_EXCERPT PROVIDED:_
———
Considering an MBO or starting a new business – here’s our advice

Director of Corporate Finance, Sam Davies discusses the key facts to consider before embarking on a management buy-out (MBO) or starting a new business.

I always advise anyone considering an MBO to do two things in order to have the best chance of success; be patient and bide your time. Timing is crucial – you have to be ready to buy; the owner has to be ready to sell.

You can’t force a sale. The owner or shareholders need to be at the right point in their own journey and actively want to sell the business. If they aren’t then it’s going to be so much harder to achieve the outcome you want. If they are not ready, then you might need to wait and use that time to prepare yourself for the process ahead.

Think about what your value is to this business? Be honest with yourself – are you the best person or team to lead the business forward? What skills do you bring, what have you personally achieved for the company, what equity can you raise, what will the future look like for the business under your ownership?

Before you broach the topic of an MBO or starting a new business you should also be clear on how it will be funded. Is it an attractive investment option, are you looking to raise private equity, are you willing to invest your own money into the business? An external funder will absolutely expect you to put your own money in if you are asking them to do so and, if you’re not in a position to invest some personal equity then the timing is probably not right for you.
———
_RAW DATA:_
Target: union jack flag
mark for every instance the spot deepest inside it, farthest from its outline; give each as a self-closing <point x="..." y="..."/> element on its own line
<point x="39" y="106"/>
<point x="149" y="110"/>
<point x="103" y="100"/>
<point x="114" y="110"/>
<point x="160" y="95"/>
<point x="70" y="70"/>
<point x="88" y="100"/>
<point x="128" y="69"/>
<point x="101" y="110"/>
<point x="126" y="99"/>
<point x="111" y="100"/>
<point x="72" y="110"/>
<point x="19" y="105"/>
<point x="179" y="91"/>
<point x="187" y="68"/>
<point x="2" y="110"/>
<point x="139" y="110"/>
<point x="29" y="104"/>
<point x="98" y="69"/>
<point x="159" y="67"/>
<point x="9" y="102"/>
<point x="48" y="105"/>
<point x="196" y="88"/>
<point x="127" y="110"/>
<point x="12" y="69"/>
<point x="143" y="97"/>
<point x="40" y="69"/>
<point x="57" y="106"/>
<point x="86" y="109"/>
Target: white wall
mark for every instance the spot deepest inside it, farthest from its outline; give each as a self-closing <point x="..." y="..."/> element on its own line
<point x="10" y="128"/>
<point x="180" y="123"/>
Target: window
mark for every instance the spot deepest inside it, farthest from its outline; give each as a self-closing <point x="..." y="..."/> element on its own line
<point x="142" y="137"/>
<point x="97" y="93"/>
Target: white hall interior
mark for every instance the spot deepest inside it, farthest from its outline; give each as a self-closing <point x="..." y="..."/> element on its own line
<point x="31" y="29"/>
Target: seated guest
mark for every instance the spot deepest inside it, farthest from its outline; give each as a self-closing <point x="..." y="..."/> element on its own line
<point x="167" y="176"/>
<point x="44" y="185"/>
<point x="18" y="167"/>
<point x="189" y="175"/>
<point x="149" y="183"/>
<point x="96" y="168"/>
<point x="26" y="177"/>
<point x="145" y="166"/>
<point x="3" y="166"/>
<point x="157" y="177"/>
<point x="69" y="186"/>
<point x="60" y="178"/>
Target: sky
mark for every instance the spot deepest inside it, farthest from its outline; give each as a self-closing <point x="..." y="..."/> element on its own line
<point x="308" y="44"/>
———
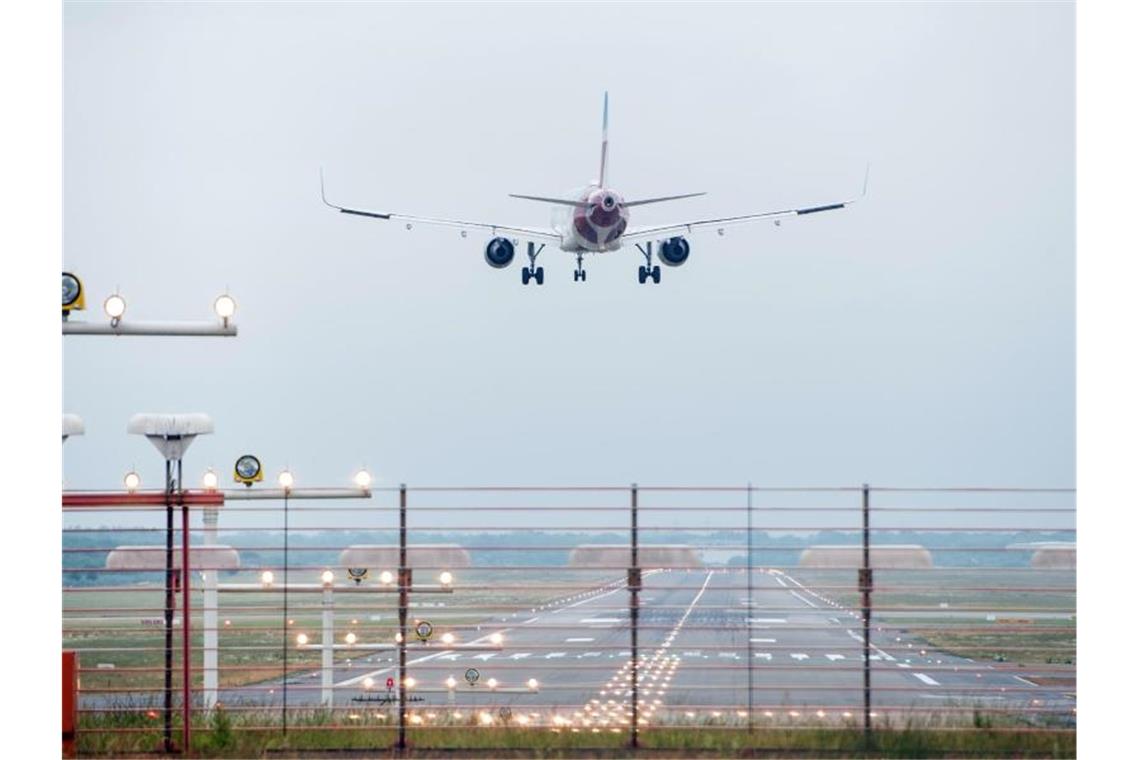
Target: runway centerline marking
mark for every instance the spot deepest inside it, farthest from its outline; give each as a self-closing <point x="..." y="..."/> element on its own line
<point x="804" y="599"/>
———
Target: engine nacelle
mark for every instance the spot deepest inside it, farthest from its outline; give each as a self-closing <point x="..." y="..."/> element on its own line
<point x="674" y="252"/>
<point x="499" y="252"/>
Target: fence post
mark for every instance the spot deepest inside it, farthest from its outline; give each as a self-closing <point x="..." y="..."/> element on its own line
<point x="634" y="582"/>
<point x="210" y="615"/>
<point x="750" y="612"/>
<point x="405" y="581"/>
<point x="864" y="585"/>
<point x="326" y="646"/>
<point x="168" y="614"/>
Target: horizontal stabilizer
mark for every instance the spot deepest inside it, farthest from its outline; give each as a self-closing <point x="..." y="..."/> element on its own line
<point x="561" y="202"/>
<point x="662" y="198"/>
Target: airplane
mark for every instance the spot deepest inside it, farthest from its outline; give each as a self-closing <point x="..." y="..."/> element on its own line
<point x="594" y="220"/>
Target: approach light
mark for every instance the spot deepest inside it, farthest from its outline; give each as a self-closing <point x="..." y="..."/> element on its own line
———
_EXERCISE REQUIREMENTS:_ Reproduce the article on management buy-outs word for word, taking everything from "Director of Corporate" down to "the process ahead.".

_OUTPUT OF THE TASK:_
Director of Corporate Finance, Sam Davies discusses the key facts to consider before embarking on a management buy-out (MBO) or starting a new business.

I always advise anyone considering an MBO to do two things in order to have the best chance of success; be patient and bide your time. Timing is crucial – you have to be ready to buy; the owner has to be ready to sell.

You can’t force a sale. The owner or shareholders need to be at the right point in their own journey and actively want to sell the business. If they aren’t then it’s going to be so much harder to achieve the outcome you want. If they are not ready, then you might need to wait and use that time to prepare yourself for the process ahead.